For every line in the material below that holds "simplified", report the line.

- **RECORDS FOR THIS EXERCISE**
______________________________
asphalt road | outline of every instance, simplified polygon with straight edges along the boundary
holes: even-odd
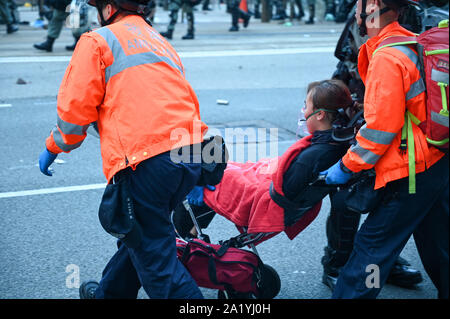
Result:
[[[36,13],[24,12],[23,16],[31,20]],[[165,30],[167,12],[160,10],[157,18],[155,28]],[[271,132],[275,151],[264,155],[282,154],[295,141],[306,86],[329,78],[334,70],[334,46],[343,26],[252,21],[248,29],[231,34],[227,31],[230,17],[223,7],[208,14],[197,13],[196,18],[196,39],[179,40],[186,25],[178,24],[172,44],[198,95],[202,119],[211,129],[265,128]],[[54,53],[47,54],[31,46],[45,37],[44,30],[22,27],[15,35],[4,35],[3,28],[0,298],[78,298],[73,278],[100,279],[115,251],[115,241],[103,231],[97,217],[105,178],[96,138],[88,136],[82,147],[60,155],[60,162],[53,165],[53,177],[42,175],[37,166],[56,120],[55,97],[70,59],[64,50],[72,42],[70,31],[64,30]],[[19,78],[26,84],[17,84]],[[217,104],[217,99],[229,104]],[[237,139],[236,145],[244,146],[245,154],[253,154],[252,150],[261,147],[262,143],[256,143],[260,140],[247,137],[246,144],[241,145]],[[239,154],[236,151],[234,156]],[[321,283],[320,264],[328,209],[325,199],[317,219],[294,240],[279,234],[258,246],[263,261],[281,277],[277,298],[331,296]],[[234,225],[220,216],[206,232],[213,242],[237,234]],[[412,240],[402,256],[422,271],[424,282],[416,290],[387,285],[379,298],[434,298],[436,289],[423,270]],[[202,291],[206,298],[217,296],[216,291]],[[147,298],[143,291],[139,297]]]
______________________________
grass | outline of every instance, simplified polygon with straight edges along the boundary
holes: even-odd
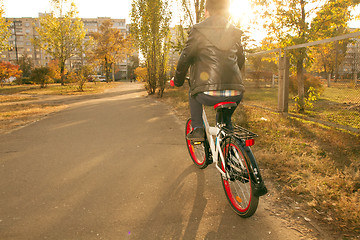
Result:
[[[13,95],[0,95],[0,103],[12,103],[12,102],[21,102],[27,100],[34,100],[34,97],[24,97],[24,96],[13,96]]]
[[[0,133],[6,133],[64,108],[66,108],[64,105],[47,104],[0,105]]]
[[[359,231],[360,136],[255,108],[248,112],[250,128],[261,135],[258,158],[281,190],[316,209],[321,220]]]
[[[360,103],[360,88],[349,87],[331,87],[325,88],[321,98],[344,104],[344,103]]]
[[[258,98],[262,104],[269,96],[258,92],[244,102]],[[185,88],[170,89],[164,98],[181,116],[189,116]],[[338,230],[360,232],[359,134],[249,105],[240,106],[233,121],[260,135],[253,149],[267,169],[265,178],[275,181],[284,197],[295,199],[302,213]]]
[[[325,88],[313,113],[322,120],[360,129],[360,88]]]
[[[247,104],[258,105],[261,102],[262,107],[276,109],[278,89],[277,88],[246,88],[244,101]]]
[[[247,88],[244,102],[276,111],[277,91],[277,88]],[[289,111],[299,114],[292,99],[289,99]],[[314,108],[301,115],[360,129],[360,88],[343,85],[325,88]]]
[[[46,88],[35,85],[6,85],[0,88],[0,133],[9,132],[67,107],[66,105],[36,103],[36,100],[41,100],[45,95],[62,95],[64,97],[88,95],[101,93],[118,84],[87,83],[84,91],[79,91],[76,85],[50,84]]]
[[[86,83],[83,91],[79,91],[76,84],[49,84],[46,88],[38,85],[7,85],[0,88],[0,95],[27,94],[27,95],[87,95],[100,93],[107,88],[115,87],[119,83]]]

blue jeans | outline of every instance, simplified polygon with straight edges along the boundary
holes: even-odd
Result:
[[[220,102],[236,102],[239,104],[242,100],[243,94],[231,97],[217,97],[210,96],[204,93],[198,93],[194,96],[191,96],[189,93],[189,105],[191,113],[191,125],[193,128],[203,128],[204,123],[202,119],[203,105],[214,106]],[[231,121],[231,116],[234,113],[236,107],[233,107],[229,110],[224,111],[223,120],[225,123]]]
______________________________
- **COMPLETED EXERCISE**
asphalt road | outline of every instance, simplified polygon with straight edges along the boundary
grass | outline of every instance, simplified polygon with straight edges along the boundary
blue jeans | outline of every instance, simplified polygon with straight edges along the boundary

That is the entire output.